Mother fired after allegedly being told to 'keep her kids quiet' on work calls
TORONTO -- A California mother has filed a lawsuit against her former employer, alleging she was let go after being told repeatedly to keep her children quiet during work calls.
As COVID-19 restrictions began to set in, Drisana Rios says she and her colleagues were sent home with the support of her employer, leaving her to work remotely with a one-year-old and four-year-old and no childcare.
Rios says, at the beginning of her work from home stint, she informed her manager of her parenting responsibilities and they agreed that she could work her usual hours of 7:00 a.m. to 4:00 p.m., with an hour lunch at 11:30 a.m. to establish a routine for her kids.
At the end of her first week, Rios alleges she received her first complaint.
“He said, ‘I don’t want to hear the kids on business calls, I don’t think its professional,’” she told CTVNews.ca by phone.
“That first week I reached out to human resources and let her know how stressed and overwhelmed I felt working from home and the unrealistic expectations and comments that I was receiving.”
After three months of what she describes as “constant harassment” and multiple complaints from her boss about her children, Rios says she scheduled another call with her manager.
“I said, ‘What do you want me to do? Do you want me to lock my one-year-old in a room? He just responded, ‘Figure it out,’” she said.
“That moment just felt awful. What kind of monster would respond that way?”
According to Rios’ lawyer, Daphne Delvaux, she was let go a week later.
Delvaux has filed Rios’ case in the San Diego Superior Court, listing seven claims against the employer including gender discrimination, retaliation, and wrongful termination.
“What makes this case a discrimination case is that the same things weren’t said to the fathers. Drisana was singled out because she has two kids and she’s a mother, and the same type of comments were not made to the men,” Delvaux told CTVNews.ca by phone, adding that Rios’ situation sheds light on why many women are scared to come forward about gender discrimination in the workplace.
“When you have a termination that follows so closely after reports of discrimination there’s a presumption that’s the reason.”
CTVNews.ca contacted the company regarding Rios’ case; however, a request for comment was not returned.

- - - - -

WHAT THE TASK ASKS: From the article on the mother's lawsuit, return the stretch from "At the end of" through "with her manager." word for word.

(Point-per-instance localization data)
- - - - -

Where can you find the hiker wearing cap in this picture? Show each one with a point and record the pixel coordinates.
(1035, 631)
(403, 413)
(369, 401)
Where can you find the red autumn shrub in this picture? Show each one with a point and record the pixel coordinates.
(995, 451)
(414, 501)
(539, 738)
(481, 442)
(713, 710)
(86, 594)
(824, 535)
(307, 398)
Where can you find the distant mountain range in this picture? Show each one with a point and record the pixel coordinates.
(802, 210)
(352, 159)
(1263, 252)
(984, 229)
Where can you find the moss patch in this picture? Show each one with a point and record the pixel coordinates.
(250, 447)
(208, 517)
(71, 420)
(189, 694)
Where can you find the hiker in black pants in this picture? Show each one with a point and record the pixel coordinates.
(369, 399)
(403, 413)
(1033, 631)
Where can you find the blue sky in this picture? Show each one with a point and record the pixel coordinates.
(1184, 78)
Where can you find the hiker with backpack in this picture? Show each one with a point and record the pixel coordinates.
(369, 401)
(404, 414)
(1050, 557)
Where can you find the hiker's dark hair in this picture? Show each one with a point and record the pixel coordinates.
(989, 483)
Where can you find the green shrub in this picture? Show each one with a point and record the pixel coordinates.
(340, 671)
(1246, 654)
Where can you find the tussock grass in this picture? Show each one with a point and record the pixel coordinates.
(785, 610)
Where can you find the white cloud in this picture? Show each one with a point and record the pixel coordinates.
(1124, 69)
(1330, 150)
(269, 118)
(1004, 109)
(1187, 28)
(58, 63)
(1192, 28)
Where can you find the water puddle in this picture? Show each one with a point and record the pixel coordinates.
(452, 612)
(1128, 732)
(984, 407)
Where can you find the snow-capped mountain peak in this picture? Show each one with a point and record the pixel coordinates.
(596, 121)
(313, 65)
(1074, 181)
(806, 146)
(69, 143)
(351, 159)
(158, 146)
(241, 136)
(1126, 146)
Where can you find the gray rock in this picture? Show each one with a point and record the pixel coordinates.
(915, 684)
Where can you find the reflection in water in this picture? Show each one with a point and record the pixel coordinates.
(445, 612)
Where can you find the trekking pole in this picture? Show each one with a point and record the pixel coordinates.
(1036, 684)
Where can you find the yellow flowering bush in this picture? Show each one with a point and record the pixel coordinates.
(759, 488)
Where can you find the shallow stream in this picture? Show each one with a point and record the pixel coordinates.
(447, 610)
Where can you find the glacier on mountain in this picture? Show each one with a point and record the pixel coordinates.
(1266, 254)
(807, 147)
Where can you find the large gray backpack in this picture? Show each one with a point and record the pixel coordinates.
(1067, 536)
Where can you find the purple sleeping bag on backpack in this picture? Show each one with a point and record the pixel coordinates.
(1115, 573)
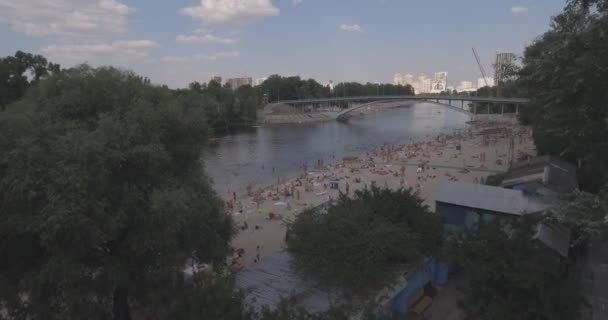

- - - - -

RESPONSE AREA:
At the end of her first week, Rios alleges she received her first complaint.
“He said, ‘I don’t want to hear the kids on business calls, I don’t think its professional,’” she told CTVNews.ca by phone.
“That first week I reached out to human resources and let her know how stressed and overwhelmed I felt working from home and the unrealistic expectations and comments that I was receiving.”
After three months of what she describes as “constant harassment” and multiple complaints from her boss about her children, Rios says she scheduled another call with her manager.